Rewrite only the stretch of the records from the line containing "Could you please point out the white sailboat" through the end of the records, requests included. Offset every coordinate in its answers by adding 129.

*** Data excerpts ***

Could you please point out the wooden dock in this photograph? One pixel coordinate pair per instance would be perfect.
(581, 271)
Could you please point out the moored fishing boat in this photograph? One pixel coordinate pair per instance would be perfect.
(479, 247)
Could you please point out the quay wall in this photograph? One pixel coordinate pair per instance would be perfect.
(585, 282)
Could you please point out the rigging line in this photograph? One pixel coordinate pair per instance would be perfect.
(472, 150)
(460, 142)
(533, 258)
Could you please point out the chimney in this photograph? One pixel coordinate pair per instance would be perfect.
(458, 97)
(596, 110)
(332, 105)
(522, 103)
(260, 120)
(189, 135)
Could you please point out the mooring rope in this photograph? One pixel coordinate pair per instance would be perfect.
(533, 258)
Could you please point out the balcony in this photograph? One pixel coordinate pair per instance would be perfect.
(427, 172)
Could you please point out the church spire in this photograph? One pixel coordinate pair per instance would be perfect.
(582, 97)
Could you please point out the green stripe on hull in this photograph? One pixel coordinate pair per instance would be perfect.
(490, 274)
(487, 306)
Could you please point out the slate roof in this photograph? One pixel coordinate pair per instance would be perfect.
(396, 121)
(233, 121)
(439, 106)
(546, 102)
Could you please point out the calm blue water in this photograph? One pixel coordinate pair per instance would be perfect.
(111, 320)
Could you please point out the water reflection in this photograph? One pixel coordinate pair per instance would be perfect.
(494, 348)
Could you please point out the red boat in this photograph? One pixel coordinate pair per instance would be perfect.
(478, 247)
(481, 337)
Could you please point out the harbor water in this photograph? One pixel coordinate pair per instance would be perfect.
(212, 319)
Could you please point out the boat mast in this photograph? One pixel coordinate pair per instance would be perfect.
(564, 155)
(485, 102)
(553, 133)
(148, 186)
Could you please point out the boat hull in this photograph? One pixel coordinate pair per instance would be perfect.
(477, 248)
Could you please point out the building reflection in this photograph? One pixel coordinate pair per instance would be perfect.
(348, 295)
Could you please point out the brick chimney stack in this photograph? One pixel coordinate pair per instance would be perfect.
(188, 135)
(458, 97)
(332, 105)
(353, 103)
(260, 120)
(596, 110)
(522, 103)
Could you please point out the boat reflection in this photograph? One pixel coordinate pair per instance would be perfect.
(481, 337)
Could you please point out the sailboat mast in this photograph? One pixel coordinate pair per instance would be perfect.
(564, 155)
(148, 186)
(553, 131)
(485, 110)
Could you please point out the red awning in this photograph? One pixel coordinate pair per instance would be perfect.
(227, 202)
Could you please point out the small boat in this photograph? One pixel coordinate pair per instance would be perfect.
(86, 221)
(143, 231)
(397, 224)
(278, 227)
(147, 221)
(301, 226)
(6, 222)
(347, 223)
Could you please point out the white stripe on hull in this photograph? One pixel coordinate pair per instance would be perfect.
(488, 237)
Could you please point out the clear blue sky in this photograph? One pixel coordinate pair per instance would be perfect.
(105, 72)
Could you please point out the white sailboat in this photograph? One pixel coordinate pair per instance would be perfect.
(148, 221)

***

**Output of the task:**
Could you please point out the white sailboat in this photograph? One pixel coordinate pair per instance would be perfect.
(277, 350)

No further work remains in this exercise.